AIM » Reproduce every line of the records from the line containing "wall in this photo." through the end of the records, both ends included, and shift each coordinate value in the answers by adding 108 to it. Keep all other text unchanged.

Rows from a pointing dataset »
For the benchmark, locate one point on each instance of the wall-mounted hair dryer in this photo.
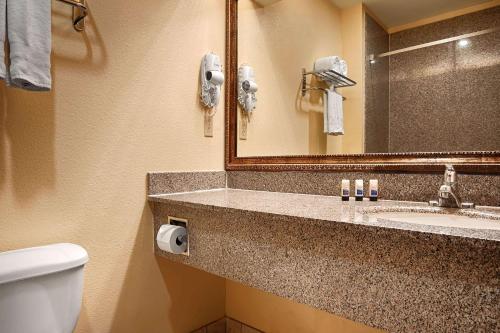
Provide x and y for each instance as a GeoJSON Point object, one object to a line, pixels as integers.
{"type": "Point", "coordinates": [247, 88]}
{"type": "Point", "coordinates": [211, 80]}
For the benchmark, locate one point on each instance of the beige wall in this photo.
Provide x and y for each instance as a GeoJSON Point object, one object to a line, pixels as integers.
{"type": "Point", "coordinates": [278, 41]}
{"type": "Point", "coordinates": [271, 313]}
{"type": "Point", "coordinates": [352, 142]}
{"type": "Point", "coordinates": [73, 162]}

FULL OUTPUT »
For the benchmark, locate one point on each instance of the beige wall in this photo.
Provide x and y for each instance as a GeoJSON Point object, one object to a line, pixels as integers.
{"type": "Point", "coordinates": [386, 149]}
{"type": "Point", "coordinates": [379, 421]}
{"type": "Point", "coordinates": [460, 250]}
{"type": "Point", "coordinates": [181, 270]}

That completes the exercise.